PASSAGE PROVIDED:

-=-=-

The Guardian: No one can accuse Andrew Graham-Dixon of underselling his film The Secrets of the Mona Lisa (BBC2). He’s on the hunt for the truth about Leonardo’s masterpiece, embarking on an investigation that will take him on a trip around the world “with exclusive access and extraordinary encounters”. There will be revelations that “will change everything we thought we knew about history’s most enigmatic work of art”. And “all of this together marks an extraordinary moment in the history of art but, more than that, it is quite simply one the stories of the century.”

Bloody hell, bring it on, then; how does this story go? Well, once upon a time in Florence a man painted a picture of a woman. So far so not changing everything I knew (but then to be fair that is about all I knew). He was Leonardo da Vinci, no one’s disputing that; she was Lisa del Giocondo, the wife of a wealthy merchant… Or was she? Ah! See, now you’re interested, eh?

-=-=-

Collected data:

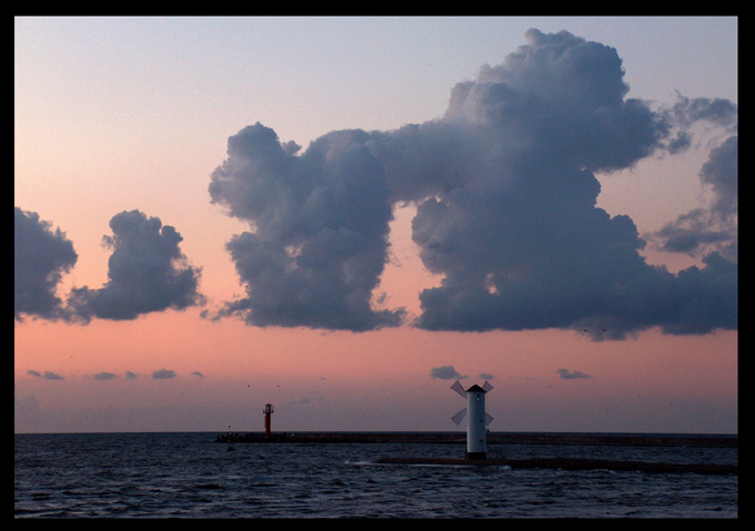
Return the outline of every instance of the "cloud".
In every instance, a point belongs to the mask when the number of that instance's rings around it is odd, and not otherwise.
[[[170,369],[160,369],[152,372],[153,380],[169,380],[171,378],[175,378],[178,375],[175,371]]]
[[[738,136],[727,137],[711,151],[699,172],[711,192],[709,203],[680,215],[647,235],[654,245],[672,253],[699,256],[718,252],[736,261],[738,217]]]
[[[62,317],[56,295],[64,273],[76,264],[73,244],[60,228],[18,206],[13,214],[13,317],[30,315],[49,320]]]
[[[680,96],[653,110],[626,98],[615,49],[566,31],[525,39],[454,86],[433,121],[334,131],[302,153],[260,123],[231,136],[209,192],[249,223],[226,246],[246,296],[221,315],[354,331],[404,323],[403,308],[375,309],[373,290],[391,211],[412,202],[420,257],[442,276],[413,326],[602,330],[595,339],[736,328],[736,262],[718,251],[678,275],[648,265],[633,221],[596,206],[595,176],[682,151],[701,121],[731,130],[736,106]],[[704,170],[721,218],[727,147]]]
[[[200,269],[188,265],[179,247],[183,239],[170,225],[139,211],[121,212],[110,221],[112,248],[108,282],[99,289],[71,289],[71,319],[134,319],[168,308],[185,309],[202,304],[198,292]]]
[[[210,195],[254,232],[228,243],[248,297],[225,308],[255,326],[368,330],[402,310],[371,306],[387,261],[390,190],[363,132],[336,132],[304,154],[256,123],[228,142]]]
[[[42,375],[41,372],[39,372],[37,370],[27,370],[27,374],[29,376],[33,376],[34,378],[43,378],[46,380],[64,380],[66,379],[62,376],[57,375],[56,372],[51,372],[49,370],[46,370],[44,375]]]
[[[433,367],[430,369],[430,377],[440,380],[462,380],[469,378],[469,376],[463,376],[456,372],[456,369],[451,365],[445,365],[443,367]]]
[[[590,379],[592,376],[581,372],[578,370],[558,369],[556,370],[562,380]]]
[[[114,380],[114,379],[118,378],[118,377],[117,377],[115,375],[113,375],[112,372],[102,371],[102,372],[95,374],[95,375],[93,376],[93,378],[94,378],[97,381],[108,381],[108,380]]]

-=-=-

ACTIONS TO TAKE:
a. Answer these questions about the Mona Lisa review:
(i) On which channel is The Secrets of the Mona Lisa shown?
(ii) In what city was the picture painted?
(iii) How is Lisa del Giocondo's husband described?
b. Can you reproduce everything in the Mona Lisa review from "Bloody hell, bring" down to "you’re interested, eh?"?
The rows have no connection to the Mona Lisa review.

ANSWER SECTION:
a.
(i) BBC2
(ii) Florence
(iii) As a wealthy merchant

b.
Bloody hell, bring it on, then; how does this story go? Well, once upon a time in Florence a man painted a picture of a woman. So far so not changing everything I knew (but then to be fair that is about all I knew). He was Leonardo da Vinci, no one’s disputing that; she was Lisa del Giocondo, the wife of a wealthy merchant… Or was she? Ah! See, now you’re interested, eh?